Keep every line of the data below that has the string "batting" and present those lines.

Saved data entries
____

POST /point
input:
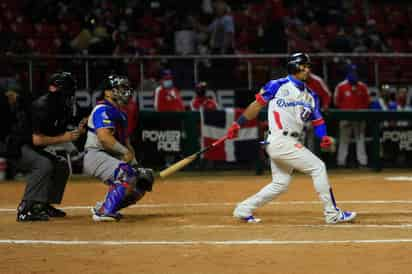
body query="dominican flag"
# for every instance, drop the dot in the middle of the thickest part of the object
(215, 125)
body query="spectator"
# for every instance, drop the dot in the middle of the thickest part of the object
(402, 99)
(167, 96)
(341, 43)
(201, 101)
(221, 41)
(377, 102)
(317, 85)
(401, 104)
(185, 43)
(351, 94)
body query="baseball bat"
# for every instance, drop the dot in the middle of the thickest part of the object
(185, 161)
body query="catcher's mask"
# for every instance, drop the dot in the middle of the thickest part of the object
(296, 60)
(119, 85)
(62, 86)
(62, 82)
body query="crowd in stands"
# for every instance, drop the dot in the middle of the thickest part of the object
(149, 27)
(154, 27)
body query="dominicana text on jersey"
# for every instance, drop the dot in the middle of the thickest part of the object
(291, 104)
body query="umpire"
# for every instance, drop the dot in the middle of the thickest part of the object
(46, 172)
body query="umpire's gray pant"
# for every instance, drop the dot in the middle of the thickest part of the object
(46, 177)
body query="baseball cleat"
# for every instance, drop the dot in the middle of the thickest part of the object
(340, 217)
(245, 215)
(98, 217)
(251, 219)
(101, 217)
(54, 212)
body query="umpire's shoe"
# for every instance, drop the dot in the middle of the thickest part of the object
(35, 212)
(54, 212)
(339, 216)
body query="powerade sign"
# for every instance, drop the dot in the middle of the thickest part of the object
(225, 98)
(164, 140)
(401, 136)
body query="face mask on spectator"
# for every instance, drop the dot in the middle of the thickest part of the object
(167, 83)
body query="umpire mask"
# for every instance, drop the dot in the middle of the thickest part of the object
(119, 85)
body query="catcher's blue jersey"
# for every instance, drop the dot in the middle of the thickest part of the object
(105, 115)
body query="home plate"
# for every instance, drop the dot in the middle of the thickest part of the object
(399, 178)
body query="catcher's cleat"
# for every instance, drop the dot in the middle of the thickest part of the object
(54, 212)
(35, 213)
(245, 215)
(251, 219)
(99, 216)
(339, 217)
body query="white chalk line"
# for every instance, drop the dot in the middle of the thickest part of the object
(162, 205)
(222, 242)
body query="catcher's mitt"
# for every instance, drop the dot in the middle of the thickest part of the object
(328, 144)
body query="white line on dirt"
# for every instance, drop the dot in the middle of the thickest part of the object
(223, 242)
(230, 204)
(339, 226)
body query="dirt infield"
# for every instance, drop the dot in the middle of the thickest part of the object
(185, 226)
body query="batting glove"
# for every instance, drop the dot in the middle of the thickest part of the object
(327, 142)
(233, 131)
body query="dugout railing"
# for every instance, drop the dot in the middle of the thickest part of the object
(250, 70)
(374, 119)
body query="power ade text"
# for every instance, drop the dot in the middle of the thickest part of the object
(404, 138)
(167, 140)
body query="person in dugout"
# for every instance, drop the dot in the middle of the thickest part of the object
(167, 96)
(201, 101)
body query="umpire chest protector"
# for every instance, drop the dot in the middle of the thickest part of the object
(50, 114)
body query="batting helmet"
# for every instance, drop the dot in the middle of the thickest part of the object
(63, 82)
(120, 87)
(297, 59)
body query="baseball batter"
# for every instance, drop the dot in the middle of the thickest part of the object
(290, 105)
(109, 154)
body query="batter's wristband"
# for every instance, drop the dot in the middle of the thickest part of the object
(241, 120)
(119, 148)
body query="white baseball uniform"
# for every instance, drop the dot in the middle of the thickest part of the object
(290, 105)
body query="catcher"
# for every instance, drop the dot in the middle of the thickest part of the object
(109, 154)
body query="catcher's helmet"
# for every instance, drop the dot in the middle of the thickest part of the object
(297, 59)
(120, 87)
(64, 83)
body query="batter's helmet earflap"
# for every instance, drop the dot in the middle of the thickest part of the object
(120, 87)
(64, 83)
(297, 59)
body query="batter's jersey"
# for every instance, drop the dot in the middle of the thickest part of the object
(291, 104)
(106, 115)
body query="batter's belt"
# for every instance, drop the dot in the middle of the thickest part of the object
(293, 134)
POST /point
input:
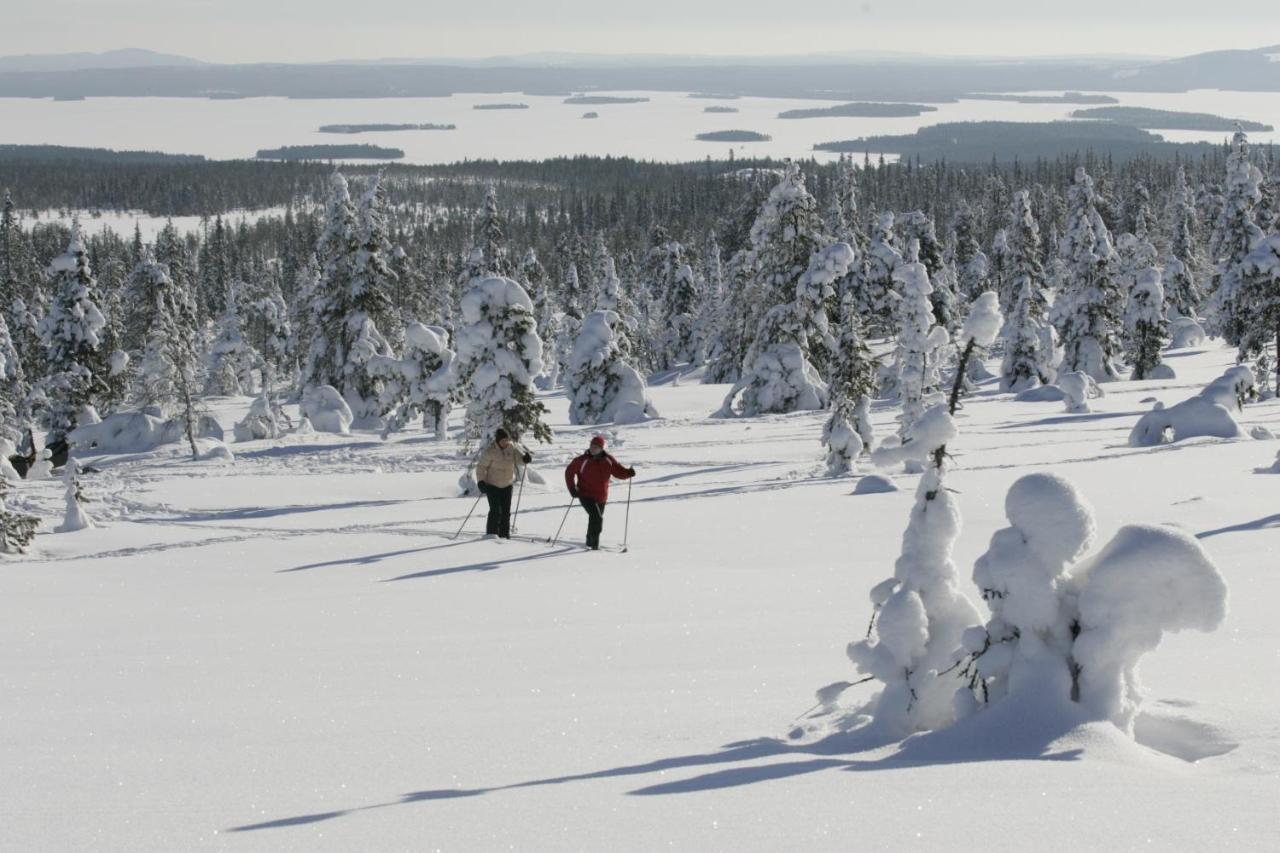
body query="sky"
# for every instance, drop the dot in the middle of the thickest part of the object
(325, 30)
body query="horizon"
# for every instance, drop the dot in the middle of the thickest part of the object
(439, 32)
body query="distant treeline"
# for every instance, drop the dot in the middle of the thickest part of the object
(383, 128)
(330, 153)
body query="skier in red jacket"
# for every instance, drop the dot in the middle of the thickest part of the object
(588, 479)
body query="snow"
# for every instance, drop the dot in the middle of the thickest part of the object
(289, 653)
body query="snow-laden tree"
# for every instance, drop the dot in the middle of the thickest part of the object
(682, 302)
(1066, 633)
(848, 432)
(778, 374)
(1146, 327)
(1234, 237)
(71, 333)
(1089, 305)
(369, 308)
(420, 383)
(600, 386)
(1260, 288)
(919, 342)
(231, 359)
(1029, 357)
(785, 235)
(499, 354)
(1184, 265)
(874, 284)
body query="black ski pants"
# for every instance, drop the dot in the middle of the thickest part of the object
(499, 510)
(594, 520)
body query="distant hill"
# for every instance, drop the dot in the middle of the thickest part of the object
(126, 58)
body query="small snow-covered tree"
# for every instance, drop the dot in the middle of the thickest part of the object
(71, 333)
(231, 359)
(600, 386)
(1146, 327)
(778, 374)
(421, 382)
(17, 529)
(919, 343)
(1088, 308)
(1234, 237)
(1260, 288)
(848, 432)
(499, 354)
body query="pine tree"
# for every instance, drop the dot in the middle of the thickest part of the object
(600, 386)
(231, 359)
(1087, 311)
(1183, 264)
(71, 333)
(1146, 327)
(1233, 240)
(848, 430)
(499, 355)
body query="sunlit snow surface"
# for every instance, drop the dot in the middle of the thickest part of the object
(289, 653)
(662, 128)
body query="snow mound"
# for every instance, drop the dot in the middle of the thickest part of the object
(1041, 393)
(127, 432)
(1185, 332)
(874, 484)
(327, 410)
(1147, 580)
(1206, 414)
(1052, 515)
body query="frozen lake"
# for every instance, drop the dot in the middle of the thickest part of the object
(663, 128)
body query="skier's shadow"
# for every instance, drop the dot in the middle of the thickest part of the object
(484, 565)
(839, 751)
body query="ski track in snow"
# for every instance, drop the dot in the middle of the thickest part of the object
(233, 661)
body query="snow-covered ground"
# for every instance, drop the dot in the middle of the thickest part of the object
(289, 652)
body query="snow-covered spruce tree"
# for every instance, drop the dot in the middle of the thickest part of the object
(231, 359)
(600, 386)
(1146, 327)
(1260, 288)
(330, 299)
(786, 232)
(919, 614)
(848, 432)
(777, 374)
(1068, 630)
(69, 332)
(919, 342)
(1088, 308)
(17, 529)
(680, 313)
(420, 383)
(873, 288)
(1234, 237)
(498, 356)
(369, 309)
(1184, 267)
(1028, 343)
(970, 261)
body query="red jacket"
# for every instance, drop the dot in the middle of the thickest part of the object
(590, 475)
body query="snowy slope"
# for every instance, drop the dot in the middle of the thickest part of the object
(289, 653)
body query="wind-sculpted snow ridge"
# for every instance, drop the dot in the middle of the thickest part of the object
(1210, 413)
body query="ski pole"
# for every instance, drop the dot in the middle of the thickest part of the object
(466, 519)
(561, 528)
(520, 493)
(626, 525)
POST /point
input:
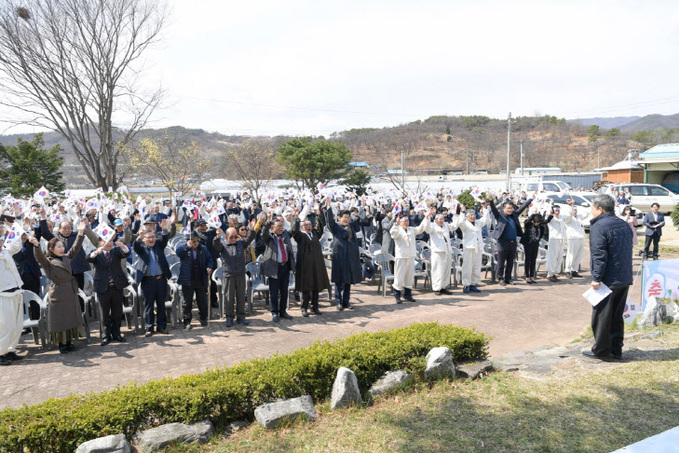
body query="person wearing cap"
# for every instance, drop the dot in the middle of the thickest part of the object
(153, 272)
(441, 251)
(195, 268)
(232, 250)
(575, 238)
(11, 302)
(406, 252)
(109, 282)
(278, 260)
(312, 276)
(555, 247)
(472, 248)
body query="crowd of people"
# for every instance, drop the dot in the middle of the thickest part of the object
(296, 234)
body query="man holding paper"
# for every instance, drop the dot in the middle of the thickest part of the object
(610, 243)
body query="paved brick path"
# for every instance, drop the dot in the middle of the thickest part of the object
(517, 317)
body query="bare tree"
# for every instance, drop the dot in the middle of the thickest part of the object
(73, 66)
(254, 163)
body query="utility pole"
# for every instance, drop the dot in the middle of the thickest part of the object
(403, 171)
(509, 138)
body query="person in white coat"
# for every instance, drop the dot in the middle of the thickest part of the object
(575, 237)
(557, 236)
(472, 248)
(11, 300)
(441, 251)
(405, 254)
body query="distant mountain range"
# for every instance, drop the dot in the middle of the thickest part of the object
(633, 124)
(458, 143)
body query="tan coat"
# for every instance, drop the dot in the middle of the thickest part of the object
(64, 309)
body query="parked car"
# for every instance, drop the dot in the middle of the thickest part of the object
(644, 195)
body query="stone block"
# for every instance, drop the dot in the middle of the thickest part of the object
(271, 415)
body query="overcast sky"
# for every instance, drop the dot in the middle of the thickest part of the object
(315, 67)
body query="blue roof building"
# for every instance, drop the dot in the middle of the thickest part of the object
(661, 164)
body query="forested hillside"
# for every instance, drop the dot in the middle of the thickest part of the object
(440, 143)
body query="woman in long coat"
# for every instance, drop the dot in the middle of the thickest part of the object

____

> RESPONSE TO THIS TASK:
body query="batting glove"
body query="batting helmet"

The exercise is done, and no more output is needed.